— DIE AUFGABEN —
1: Erkläre anhand des Forenbeitrags zu Shortpay, woran der Verfasser im P.S. festmacht, dass die Preisangabe keinesfalls klar sei.
2: Führe den Forenbeitrag zu Shortpay von der Stelle an weiter, an der er aufhört.

— DER FORENBEITRAG —
▼▼▼

Aber so lange Shortpay einseitig nur die gewinnoptimierenden Interessen der Content-Anbieter berücksichtigt und sich allenfalls vom Druck der Medien und der Mobilfunknetzbetreiteber zu kleineren fast unmerklichen Änderungen aufgerufen fühlt, bleibt das Zahlungssystem und die anbietenden Firmen unseriös.

Gruß
Matthias

P.S.: Und falls es jetzt wieder heißt es gäbe kein Preis-Klarheits-Problem, dann möge man sich den PlusMinus-Bericht anschauen, die Tagesschau von gestern, die Äußerung der T-Mobile-Vertretern und von Frau Künast, sowie die Postings hier insbesondere der in die Kostenfalle geratenen Usern und der User die rechtliche Schritte eingeleitet haben. Das alles zeigt, dass die Preisangabe keinesfalls so klar ist! Es besteht dringender Handlungsbedarf. Eine seriöse Firma würde reagieren...


----------



## dvill (7 September 2005)

▲▲▲

— DAS MATERIAL —
▼▼▼

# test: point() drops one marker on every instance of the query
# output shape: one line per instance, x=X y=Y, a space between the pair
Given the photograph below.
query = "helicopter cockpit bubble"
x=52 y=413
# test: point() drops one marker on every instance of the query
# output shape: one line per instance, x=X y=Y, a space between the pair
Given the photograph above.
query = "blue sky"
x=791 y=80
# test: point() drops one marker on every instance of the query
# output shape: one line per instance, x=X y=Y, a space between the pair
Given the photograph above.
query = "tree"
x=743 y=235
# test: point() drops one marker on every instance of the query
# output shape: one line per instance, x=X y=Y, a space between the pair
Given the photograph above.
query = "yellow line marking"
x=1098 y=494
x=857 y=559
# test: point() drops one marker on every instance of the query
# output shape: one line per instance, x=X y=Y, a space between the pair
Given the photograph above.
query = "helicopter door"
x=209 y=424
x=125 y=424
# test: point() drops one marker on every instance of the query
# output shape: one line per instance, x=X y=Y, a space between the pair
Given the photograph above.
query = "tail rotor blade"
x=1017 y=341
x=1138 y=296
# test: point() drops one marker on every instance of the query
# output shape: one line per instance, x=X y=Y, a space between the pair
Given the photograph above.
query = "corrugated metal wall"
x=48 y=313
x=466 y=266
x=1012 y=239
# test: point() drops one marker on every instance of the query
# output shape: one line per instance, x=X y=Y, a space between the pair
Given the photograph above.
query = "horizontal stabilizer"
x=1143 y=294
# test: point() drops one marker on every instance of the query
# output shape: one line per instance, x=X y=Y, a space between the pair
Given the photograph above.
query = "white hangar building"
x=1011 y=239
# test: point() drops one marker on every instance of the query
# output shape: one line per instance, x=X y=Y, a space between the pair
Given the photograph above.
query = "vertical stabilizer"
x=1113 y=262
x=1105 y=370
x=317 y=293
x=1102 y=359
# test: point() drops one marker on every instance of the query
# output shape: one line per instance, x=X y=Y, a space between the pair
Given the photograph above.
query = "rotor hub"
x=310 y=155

▲▲▲

— ERWARTETE ERGEBNISSE —
1: Er verweist auf den PlusMinus-Bericht, die Tagesschau vom Vortag und die Äußerungen der T-Mobile-Vertreter und von Frau Künast. Dazu kommen die Postings von Usern, die in die Kostenfalle geraten sind oder rechtliche Schritte eingeleitet haben. All das zeigt aus seiner Sicht, dass die Preisangabe keinesfalls klar ist.

2:
Anonymous schrieb:
			
		

> dvill, sascha und co.. man hätte es ja mit einem eigenen iframe in der praxis testen können, shortpay nutzt definitiv einen iframe-killer, wie man sehr schön beobachten kann.
> 
> zu der frage warum das mal anders war: kein system ist perfekt.
> 
> shortpay war stets bemüht solche probleme zu beseitigen.


Sowohl unsere Diskussion als auch die Sendung sind nicht auf ein konkretes Produkt im heutigen Erscheinungsbild bezogen, sondern es geht um Handy Payment und Vorfälle der vergangenen Zeit.

Die Personen, die im Fernsehbeitrag ein Abo hatten und nicht wussten, wie sie es loswerden, hatten sich mit früheren Erscheinungsbildern auseinander zu setzen.

Das war dann möglicherweise so, wie wir es hier besprechen.

Wurden immer alle Altkunden-Abos storniert, wenn hier ein Fehler aufgedeckt wurde?

Dietmar Vill


----------



## stieglitz (7 September 2005)

dvill schrieb:
			
		

> Wurden immer alle Altkunden-Abos storniert, wenn hier ein Fehler aufgedeckt wurde?
> 
> Dietmar Vill


Oder nur die, die sich vehement gewehrt haben?


----------



## Anonymous (7 September 2005)

es hat einfach keinen sinn zu diskutieren, jedesmal wird wieder verdreht. es kam doch eben die frage auf, warum es nicht mehr möglich sei mit dem iframe den preis zu vertuschen, darauf wurde geantwortet. zack, nun heißt es, man spricht von vergangenheit.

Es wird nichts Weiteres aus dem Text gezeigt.